>> Start

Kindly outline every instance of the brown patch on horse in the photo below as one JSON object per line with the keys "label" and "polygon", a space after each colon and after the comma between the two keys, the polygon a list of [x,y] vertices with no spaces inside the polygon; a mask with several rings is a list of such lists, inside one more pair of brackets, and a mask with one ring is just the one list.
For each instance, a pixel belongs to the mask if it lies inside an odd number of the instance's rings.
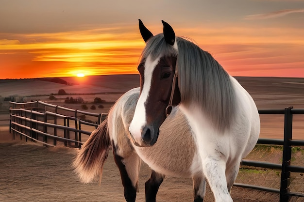
{"label": "brown patch on horse", "polygon": [[156,143],[139,149],[148,156],[149,162],[163,170],[191,174],[196,145],[188,121],[179,109],[172,111],[161,125]]}
{"label": "brown patch on horse", "polygon": [[101,180],[111,144],[106,119],[92,132],[73,163],[75,172],[84,183],[91,182],[97,176],[100,176]]}

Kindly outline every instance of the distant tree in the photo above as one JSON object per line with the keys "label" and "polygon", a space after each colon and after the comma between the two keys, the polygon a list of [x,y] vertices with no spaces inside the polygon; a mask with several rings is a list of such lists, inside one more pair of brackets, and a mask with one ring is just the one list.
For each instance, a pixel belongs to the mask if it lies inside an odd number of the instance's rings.
{"label": "distant tree", "polygon": [[94,99],[94,103],[96,104],[102,103],[104,102],[104,100],[102,100],[101,98],[100,97],[95,97],[95,98]]}
{"label": "distant tree", "polygon": [[76,97],[76,100],[77,101],[78,103],[83,103],[84,99],[81,97]]}
{"label": "distant tree", "polygon": [[65,100],[65,103],[69,103],[69,98],[68,97],[67,97],[66,99]]}
{"label": "distant tree", "polygon": [[84,110],[86,110],[88,109],[87,106],[86,106],[86,105],[81,105],[81,109],[82,109]]}
{"label": "distant tree", "polygon": [[58,91],[58,95],[64,95],[67,94],[67,93],[66,93],[66,91],[63,89],[60,89]]}

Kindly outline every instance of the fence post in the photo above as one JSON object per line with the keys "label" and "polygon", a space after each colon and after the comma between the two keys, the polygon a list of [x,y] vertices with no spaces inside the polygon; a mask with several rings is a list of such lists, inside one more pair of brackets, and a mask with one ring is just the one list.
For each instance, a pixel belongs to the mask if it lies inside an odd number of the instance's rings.
{"label": "fence post", "polygon": [[[32,141],[33,141],[33,138],[38,140],[37,137],[37,133],[35,131],[33,131],[32,129],[37,129],[37,122],[35,122],[37,120],[37,116],[36,114],[32,112],[32,109],[31,109],[31,137],[32,137]],[[34,120],[34,121],[33,121]]]}
{"label": "fence post", "polygon": [[[77,126],[77,109],[75,109],[75,129],[76,130],[75,131],[75,140],[76,141],[78,140],[78,133],[77,132],[77,129],[78,129],[78,126]],[[78,143],[75,142],[75,147],[78,146]]]}
{"label": "fence post", "polygon": [[[45,113],[44,116],[43,117],[43,122],[45,124],[47,122],[47,115],[46,113]],[[45,124],[43,124],[43,132],[44,133],[48,133],[48,127]],[[46,135],[43,135],[43,141],[45,143],[48,143],[48,136]]]}
{"label": "fence post", "polygon": [[284,111],[284,142],[283,144],[283,155],[282,162],[282,173],[281,174],[281,188],[280,190],[280,202],[287,202],[289,192],[289,178],[290,172],[287,166],[290,165],[291,159],[291,146],[289,140],[292,139],[292,114],[289,107],[285,108]]}

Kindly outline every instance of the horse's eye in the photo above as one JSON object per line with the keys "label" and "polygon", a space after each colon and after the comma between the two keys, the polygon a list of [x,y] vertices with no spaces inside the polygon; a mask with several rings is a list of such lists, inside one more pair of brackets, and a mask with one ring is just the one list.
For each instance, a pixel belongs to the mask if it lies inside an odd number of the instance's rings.
{"label": "horse's eye", "polygon": [[171,76],[171,72],[165,72],[162,75],[162,78],[169,78]]}
{"label": "horse's eye", "polygon": [[137,67],[137,70],[138,70],[140,73],[141,73],[141,72],[143,71],[144,68],[145,68],[145,63],[142,62],[140,64],[139,64],[139,65]]}

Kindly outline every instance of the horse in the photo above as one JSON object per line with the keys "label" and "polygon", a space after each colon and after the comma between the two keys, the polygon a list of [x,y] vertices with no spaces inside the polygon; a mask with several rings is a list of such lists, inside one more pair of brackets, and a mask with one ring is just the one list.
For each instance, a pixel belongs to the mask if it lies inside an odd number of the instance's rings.
{"label": "horse", "polygon": [[140,94],[129,128],[135,150],[156,145],[160,127],[178,105],[194,134],[193,159],[200,159],[191,168],[202,168],[201,177],[216,202],[233,202],[230,190],[240,162],[260,132],[253,99],[210,53],[176,36],[168,23],[162,20],[163,33],[154,36],[139,21],[146,46],[137,67]]}
{"label": "horse", "polygon": [[103,165],[111,145],[124,187],[126,201],[135,201],[141,159],[152,168],[145,183],[146,201],[156,202],[158,188],[166,175],[192,178],[194,202],[203,202],[206,182],[202,175],[201,160],[194,134],[178,107],[160,128],[160,137],[152,147],[135,146],[129,132],[140,88],[121,96],[110,109],[107,117],[82,146],[73,165],[81,180],[89,183],[102,176]]}

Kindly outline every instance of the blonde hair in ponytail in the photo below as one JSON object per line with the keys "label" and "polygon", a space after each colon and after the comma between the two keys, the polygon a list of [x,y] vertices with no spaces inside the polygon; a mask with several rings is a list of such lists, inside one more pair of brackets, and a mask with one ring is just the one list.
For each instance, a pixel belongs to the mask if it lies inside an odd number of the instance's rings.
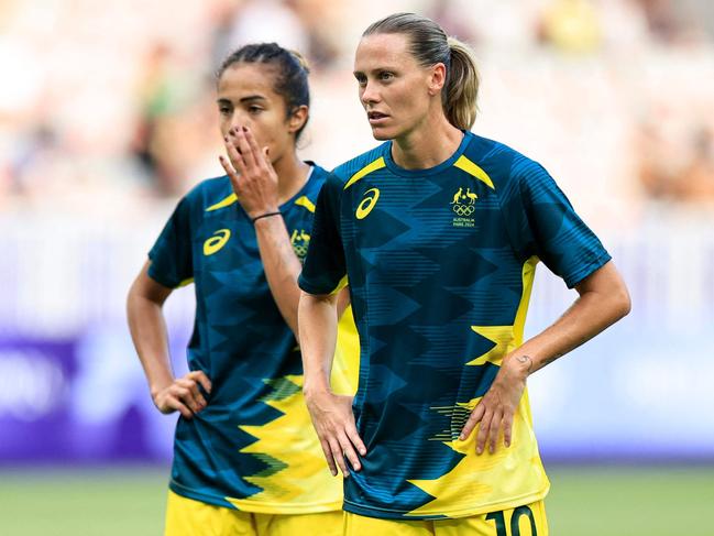
{"label": "blonde hair in ponytail", "polygon": [[479,69],[471,47],[455,37],[447,40],[451,50],[447,84],[442,90],[443,112],[451,124],[470,130],[476,120],[479,107]]}
{"label": "blonde hair in ponytail", "polygon": [[362,34],[397,33],[409,37],[409,52],[419,65],[447,66],[447,81],[441,90],[443,112],[451,124],[471,130],[476,120],[479,69],[471,47],[455,37],[447,37],[431,19],[415,13],[394,13],[373,24]]}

>> End

▸ Goal
Write out every line of the items verbatim, from the line containing "Kindly outline every instance of the blonde" through the end of the items, inclusive. Omit the pictures.

▸ Exercise result
Kindly outline every instance of the blonde hair in ponytail in the photo below as one JSON object per line with the keys "label" and "polygon", a space after each colon and after the comma between the two keys, the polygon a list of [x,y] vertices with no spaces inside the polygon; a mask with several rings is a list of such lists, inside one more pair of brackets, and a mask with one ring is just the one list.
For each instance, a pixel belongs to the mask if it lies inside an odd number of the instance's rings.
{"label": "blonde hair in ponytail", "polygon": [[479,69],[471,47],[455,37],[447,40],[451,50],[447,84],[442,90],[443,112],[451,124],[470,130],[476,120],[479,107]]}
{"label": "blonde hair in ponytail", "polygon": [[362,34],[397,33],[409,37],[409,52],[419,65],[447,66],[447,81],[441,90],[443,112],[451,124],[471,130],[476,120],[479,69],[471,47],[455,37],[447,37],[431,19],[415,13],[394,13],[373,24]]}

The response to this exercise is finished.